____ THE DATA
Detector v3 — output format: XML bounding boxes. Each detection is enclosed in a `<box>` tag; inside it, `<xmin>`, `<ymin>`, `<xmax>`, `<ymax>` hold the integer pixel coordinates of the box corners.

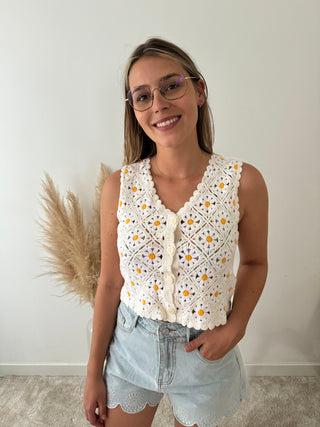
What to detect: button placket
<box><xmin>162</xmin><ymin>213</ymin><xmax>179</xmax><ymax>320</ymax></box>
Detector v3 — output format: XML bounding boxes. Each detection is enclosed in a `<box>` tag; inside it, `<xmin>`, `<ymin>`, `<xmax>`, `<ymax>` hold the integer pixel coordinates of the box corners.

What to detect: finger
<box><xmin>99</xmin><ymin>402</ymin><xmax>107</xmax><ymax>423</ymax></box>
<box><xmin>183</xmin><ymin>335</ymin><xmax>202</xmax><ymax>353</ymax></box>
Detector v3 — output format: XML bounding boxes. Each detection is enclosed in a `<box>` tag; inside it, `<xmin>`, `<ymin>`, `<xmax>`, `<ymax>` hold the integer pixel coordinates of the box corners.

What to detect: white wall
<box><xmin>0</xmin><ymin>0</ymin><xmax>320</xmax><ymax>373</ymax></box>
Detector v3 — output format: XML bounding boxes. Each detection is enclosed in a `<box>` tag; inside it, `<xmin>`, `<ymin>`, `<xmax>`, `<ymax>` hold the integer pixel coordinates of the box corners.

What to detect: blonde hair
<box><xmin>124</xmin><ymin>38</ymin><xmax>214</xmax><ymax>164</ymax></box>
________
▶ YOUR GOAL:
Copy the records above exactly, leaving out every picture.

▶ REPLY TO THE TASK:
Detector v3 — output format: XML bounding boxes. Each detection is enclosed in a `<box>` tag; inside it, `<xmin>`, `<ymin>`, `<xmax>`, `<ymax>` hold the integer pixel coordinates of the box corners.

What to detect: button placket
<box><xmin>162</xmin><ymin>213</ymin><xmax>179</xmax><ymax>320</ymax></box>
Detector v3 — output format: XML bounding boxes. Each detection is enclosed in a `<box>` tag; inside it, `<xmin>`, `<ymin>`, `<xmax>`, `<ymax>` hold the integer pixel coordinates of the box corners.

What to detect: finger
<box><xmin>99</xmin><ymin>402</ymin><xmax>107</xmax><ymax>423</ymax></box>
<box><xmin>183</xmin><ymin>335</ymin><xmax>202</xmax><ymax>353</ymax></box>
Detector v3 — output format: XML bounding boxes. Each detection is enclosed in a `<box>` tag; inside it, `<xmin>`, `<ymin>`, `<xmax>`, `<ymax>` hold the integer pixel coordinates of the box corners.

What to detect: white wall
<box><xmin>0</xmin><ymin>0</ymin><xmax>320</xmax><ymax>373</ymax></box>
Detector v3 — output format: XML bounding boxes. Each detection is enclosed in a `<box>` tag; inside it, `<xmin>`, `<ymin>`, `<xmax>`, `<ymax>` hold the integer pixel coordinates of the box corners.

What to detect: blonde hair
<box><xmin>124</xmin><ymin>38</ymin><xmax>214</xmax><ymax>164</ymax></box>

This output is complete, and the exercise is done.